*Aim of the exercise*.
Copy out everything from the line containing "Should you be willing to segment every instance of the white" down to the line containing "119], [175, 120]]", both included, exactly as they appear, and nothing else.

*The data*.

———

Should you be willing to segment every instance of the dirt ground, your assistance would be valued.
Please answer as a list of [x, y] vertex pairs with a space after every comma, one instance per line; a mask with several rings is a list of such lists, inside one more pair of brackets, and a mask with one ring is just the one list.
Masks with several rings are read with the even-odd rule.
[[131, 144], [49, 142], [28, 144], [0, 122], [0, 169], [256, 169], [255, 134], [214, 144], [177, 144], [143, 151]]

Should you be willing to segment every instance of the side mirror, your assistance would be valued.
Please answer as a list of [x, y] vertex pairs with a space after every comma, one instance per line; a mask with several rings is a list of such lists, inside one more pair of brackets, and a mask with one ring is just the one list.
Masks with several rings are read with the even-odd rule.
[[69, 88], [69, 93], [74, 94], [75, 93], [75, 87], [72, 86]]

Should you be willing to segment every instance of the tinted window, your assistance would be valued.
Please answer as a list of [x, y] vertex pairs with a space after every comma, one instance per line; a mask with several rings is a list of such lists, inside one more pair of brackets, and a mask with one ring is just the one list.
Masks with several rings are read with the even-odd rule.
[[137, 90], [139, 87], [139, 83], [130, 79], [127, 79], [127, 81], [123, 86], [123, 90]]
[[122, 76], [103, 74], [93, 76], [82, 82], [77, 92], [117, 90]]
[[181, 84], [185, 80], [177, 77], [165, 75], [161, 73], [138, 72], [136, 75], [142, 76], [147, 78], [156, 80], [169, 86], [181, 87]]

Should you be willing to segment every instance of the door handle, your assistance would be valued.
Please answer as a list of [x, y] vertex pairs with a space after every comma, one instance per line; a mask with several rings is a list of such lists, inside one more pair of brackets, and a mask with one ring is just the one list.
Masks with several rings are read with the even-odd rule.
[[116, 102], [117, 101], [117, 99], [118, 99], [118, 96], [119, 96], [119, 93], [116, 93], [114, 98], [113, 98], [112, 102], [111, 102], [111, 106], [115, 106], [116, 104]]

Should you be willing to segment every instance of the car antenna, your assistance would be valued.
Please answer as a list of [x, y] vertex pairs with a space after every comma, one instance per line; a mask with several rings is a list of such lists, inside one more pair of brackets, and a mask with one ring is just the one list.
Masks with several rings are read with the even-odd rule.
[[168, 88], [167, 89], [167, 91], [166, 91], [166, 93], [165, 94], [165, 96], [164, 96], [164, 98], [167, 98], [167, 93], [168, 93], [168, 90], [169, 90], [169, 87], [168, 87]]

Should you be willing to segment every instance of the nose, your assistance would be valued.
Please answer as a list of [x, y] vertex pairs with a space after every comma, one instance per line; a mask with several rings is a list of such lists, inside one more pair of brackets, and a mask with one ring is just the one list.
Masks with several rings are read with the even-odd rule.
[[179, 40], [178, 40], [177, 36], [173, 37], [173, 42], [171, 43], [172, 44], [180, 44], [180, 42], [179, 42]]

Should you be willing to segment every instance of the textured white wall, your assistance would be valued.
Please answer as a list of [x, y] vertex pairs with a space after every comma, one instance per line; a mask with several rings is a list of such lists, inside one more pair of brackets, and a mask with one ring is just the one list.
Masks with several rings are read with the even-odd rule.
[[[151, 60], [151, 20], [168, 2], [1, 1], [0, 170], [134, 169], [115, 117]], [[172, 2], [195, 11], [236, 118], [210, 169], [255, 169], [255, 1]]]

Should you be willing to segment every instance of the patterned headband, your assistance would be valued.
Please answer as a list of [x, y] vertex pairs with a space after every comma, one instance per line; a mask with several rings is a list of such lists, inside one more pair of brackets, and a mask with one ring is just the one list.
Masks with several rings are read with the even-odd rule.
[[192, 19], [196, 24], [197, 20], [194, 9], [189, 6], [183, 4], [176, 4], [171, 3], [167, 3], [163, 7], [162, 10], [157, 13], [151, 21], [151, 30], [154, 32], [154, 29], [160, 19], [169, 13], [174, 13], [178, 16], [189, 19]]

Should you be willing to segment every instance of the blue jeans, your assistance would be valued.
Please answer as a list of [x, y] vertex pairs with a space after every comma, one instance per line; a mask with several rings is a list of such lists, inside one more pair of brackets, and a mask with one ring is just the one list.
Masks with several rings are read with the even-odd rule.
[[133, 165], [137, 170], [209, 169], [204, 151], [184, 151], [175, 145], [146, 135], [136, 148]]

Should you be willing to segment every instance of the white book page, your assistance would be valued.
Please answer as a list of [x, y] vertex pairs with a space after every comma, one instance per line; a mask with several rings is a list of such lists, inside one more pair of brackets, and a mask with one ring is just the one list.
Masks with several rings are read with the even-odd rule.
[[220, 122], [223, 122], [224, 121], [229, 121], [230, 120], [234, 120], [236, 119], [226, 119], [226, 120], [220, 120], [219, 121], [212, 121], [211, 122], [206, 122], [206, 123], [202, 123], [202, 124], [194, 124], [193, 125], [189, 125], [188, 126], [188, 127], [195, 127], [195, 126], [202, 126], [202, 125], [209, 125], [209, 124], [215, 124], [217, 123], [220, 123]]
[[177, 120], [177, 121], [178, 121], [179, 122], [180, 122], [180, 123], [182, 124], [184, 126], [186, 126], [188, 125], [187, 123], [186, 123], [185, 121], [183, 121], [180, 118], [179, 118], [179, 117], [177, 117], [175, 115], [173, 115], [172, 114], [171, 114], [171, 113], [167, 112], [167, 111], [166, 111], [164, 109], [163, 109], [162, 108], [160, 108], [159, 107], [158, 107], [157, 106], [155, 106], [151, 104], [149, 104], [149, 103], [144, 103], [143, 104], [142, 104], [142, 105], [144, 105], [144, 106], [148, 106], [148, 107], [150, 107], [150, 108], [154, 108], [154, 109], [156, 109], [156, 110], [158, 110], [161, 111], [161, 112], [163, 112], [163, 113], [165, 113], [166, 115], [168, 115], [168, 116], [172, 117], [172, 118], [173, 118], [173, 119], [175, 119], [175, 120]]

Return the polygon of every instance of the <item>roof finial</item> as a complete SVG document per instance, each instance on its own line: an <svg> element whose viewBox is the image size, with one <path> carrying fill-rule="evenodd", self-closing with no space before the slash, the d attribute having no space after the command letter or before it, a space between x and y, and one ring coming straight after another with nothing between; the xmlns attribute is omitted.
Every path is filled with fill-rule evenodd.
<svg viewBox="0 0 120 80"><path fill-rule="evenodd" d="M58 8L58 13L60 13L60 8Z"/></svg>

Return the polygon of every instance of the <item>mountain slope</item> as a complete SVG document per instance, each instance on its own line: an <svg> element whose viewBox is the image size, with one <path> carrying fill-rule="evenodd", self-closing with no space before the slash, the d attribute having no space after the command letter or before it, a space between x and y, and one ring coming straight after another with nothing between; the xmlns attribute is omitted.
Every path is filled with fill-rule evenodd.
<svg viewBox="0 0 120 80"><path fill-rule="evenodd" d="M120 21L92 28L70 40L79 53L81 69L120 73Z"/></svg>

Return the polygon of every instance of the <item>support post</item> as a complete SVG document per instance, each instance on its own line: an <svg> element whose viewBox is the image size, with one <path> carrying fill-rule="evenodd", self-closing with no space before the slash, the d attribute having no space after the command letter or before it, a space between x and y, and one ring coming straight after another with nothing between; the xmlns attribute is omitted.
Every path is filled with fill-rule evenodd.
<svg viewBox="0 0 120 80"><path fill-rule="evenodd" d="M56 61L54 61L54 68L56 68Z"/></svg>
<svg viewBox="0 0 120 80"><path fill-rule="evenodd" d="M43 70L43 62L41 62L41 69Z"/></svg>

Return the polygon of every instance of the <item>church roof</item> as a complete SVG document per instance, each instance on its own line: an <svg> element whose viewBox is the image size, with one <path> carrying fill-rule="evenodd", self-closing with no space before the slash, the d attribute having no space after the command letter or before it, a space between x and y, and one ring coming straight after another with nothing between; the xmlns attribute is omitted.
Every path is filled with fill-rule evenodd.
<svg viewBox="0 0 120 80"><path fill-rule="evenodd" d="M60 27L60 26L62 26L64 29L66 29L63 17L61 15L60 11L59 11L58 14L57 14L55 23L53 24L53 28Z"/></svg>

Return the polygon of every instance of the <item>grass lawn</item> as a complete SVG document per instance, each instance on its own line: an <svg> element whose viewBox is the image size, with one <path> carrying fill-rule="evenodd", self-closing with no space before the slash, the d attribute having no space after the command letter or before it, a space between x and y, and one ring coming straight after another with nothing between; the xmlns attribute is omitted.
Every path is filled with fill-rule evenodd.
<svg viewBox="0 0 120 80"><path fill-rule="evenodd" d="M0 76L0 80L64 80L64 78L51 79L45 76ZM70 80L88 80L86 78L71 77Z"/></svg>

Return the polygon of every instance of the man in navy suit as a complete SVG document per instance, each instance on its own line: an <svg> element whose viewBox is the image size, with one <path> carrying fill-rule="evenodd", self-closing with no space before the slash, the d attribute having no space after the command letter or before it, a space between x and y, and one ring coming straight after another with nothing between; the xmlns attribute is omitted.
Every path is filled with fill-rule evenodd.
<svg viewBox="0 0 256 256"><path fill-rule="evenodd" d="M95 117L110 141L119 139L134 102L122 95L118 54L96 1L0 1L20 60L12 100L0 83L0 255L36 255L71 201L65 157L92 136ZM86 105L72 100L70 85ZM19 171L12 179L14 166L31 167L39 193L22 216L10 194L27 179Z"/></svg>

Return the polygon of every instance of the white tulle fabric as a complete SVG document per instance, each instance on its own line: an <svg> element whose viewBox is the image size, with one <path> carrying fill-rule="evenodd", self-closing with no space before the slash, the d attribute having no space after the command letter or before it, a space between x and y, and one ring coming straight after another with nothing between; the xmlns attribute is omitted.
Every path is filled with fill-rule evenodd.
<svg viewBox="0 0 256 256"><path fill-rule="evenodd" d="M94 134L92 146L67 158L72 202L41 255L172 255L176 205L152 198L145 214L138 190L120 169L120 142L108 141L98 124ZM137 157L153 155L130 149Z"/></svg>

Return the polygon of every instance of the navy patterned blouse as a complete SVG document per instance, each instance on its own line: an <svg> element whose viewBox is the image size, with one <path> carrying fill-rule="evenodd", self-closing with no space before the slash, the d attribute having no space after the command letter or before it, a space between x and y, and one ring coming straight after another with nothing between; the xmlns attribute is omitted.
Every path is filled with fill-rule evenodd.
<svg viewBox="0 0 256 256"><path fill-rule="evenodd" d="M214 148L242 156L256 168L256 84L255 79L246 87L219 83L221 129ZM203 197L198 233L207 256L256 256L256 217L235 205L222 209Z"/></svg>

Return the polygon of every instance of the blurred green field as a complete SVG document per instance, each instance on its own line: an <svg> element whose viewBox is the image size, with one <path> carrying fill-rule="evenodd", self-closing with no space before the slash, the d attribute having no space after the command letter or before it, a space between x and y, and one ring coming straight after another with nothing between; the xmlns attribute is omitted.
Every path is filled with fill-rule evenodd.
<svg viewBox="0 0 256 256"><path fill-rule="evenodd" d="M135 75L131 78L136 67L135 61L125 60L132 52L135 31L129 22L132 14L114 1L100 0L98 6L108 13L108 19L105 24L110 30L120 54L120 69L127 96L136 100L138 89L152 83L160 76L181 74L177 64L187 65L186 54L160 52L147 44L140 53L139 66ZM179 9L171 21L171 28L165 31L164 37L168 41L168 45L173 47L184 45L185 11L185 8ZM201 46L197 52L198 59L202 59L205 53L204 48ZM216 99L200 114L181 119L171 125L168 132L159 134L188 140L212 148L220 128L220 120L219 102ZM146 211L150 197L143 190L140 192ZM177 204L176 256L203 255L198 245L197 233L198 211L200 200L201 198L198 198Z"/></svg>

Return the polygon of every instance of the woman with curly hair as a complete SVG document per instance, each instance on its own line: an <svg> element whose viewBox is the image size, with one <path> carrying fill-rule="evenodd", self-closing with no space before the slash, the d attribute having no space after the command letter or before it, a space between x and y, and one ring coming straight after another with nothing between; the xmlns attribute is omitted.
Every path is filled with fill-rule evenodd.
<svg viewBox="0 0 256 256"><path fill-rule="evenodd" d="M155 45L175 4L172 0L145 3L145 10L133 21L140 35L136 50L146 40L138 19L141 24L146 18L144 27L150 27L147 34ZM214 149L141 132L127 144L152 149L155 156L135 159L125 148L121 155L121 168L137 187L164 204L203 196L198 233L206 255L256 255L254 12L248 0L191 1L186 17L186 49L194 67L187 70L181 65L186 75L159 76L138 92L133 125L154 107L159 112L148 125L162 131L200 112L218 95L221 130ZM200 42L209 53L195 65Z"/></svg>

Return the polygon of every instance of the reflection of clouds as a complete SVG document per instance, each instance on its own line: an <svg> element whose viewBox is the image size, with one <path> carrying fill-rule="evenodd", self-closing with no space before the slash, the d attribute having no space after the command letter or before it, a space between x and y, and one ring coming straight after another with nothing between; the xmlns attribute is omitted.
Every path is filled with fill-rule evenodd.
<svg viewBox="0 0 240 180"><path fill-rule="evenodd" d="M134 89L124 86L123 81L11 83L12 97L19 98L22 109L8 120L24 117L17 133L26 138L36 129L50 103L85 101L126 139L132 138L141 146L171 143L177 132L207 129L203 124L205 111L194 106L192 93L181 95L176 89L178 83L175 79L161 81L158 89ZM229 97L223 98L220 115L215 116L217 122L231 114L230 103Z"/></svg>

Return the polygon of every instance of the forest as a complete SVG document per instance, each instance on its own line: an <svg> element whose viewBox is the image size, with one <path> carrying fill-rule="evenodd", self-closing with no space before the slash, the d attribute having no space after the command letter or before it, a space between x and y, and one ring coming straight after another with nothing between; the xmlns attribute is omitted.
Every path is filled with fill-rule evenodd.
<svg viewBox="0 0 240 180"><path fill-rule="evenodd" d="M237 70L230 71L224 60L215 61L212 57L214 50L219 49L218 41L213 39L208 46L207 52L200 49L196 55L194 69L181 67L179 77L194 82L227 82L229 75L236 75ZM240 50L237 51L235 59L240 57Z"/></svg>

———

*Answer for the task*.
Should you be willing to segment every instance of the white book page, your assistance would be valued.
Please answer as a list of [x, y] vertex pairs with a space after every comma, one instance per line; a mask with several rings is a list of such lists, inside one more pair of brackets, and a mask with one ring is just the one list.
Masks with several rings are read with the even-odd rule.
[[220, 122], [223, 122], [224, 121], [229, 121], [230, 120], [234, 120], [236, 119], [226, 119], [226, 120], [220, 120], [219, 121], [212, 121], [211, 122], [206, 122], [206, 123], [202, 123], [202, 124], [194, 124], [193, 125], [189, 125], [188, 126], [188, 127], [195, 127], [195, 126], [202, 126], [202, 125], [209, 125], [209, 124], [215, 124], [217, 123], [220, 123]]
[[177, 120], [177, 121], [178, 121], [179, 122], [180, 122], [180, 123], [182, 124], [184, 126], [186, 126], [188, 125], [187, 123], [186, 123], [185, 121], [183, 121], [180, 118], [179, 118], [179, 117], [177, 117], [175, 115], [173, 115], [172, 114], [171, 114], [171, 113], [167, 112], [167, 111], [166, 111], [164, 109], [163, 109], [162, 108], [160, 108], [159, 107], [158, 107], [157, 106], [155, 106], [151, 104], [149, 104], [149, 103], [144, 103], [143, 104], [142, 104], [142, 105], [144, 105], [144, 106], [148, 106], [148, 107], [150, 107], [150, 108], [154, 108], [154, 109], [156, 109], [156, 110], [158, 110], [161, 111], [161, 112], [163, 112], [163, 113], [165, 113], [166, 115], [168, 115], [168, 116], [172, 117], [172, 118], [173, 118], [173, 119], [175, 119], [175, 120]]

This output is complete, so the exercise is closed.